>> Begin MATERIAL SHOWN
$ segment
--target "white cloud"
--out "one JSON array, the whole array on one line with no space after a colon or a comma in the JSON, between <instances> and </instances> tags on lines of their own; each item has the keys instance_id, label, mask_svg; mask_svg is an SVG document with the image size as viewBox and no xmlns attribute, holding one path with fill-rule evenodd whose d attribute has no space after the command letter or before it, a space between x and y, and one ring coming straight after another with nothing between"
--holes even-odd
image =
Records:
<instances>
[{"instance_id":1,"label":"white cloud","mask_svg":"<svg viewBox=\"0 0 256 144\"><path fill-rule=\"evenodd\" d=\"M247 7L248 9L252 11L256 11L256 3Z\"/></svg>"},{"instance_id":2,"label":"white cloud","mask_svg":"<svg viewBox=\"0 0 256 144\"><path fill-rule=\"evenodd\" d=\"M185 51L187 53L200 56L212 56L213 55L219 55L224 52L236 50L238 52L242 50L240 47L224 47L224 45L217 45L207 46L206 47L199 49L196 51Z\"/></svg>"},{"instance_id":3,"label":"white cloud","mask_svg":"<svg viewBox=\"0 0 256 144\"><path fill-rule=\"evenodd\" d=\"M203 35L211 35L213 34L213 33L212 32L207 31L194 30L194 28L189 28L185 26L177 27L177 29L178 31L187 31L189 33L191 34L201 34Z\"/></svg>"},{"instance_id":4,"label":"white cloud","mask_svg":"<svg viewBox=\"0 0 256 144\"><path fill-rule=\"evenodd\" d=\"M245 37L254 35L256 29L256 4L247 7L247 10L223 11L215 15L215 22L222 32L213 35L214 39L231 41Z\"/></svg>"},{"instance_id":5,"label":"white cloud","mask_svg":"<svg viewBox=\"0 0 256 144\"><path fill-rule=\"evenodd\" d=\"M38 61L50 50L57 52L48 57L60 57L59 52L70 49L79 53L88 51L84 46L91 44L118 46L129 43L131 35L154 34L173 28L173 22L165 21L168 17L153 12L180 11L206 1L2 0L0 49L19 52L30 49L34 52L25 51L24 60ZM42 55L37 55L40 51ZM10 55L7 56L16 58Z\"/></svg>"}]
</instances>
>> End MATERIAL SHOWN
DIRECTIONS – Repeat every line of the material above word for word, without adding, dropping, or changing anything.

RESULT OF THE TASK –
$ segment
--target "white cloud"
--out "one JSON array, the whole array on one line with no space after a colon or a comma in the JSON, between <instances> and </instances> tags on lines of their own; each item has the keys instance_id, label, mask_svg; mask_svg is an SVG document with the image size as viewBox and no xmlns attribute, holding one path with fill-rule evenodd whose d attribute has no space after the command letter or before it, a space between x and y, and one ring coming straight after another with nothing between"
--holes even-odd
image =
Records:
<instances>
[{"instance_id":1,"label":"white cloud","mask_svg":"<svg viewBox=\"0 0 256 144\"><path fill-rule=\"evenodd\" d=\"M247 7L248 9L252 11L256 11L256 3Z\"/></svg>"},{"instance_id":2,"label":"white cloud","mask_svg":"<svg viewBox=\"0 0 256 144\"><path fill-rule=\"evenodd\" d=\"M185 51L187 53L200 56L212 56L213 55L219 55L224 52L236 50L238 52L242 50L240 47L224 47L224 45L217 45L207 46L206 47L199 49L196 51Z\"/></svg>"},{"instance_id":3,"label":"white cloud","mask_svg":"<svg viewBox=\"0 0 256 144\"><path fill-rule=\"evenodd\" d=\"M203 35L211 35L213 34L213 33L212 32L207 31L194 30L194 28L189 28L185 26L177 27L177 29L178 31L187 31L189 33L191 34L201 34Z\"/></svg>"},{"instance_id":4,"label":"white cloud","mask_svg":"<svg viewBox=\"0 0 256 144\"><path fill-rule=\"evenodd\" d=\"M245 37L254 35L256 29L256 4L247 7L247 10L223 11L215 15L215 22L222 32L213 35L214 39L231 41Z\"/></svg>"},{"instance_id":5,"label":"white cloud","mask_svg":"<svg viewBox=\"0 0 256 144\"><path fill-rule=\"evenodd\" d=\"M38 61L50 50L57 52L48 57L60 57L59 52L70 49L79 53L88 51L84 46L91 44L118 46L129 43L131 35L154 34L173 28L173 22L165 21L168 17L153 12L180 11L206 1L2 0L0 49L19 52L30 49L34 52L25 51L24 60ZM42 55L37 55L40 51ZM10 55L7 56L16 58Z\"/></svg>"}]
</instances>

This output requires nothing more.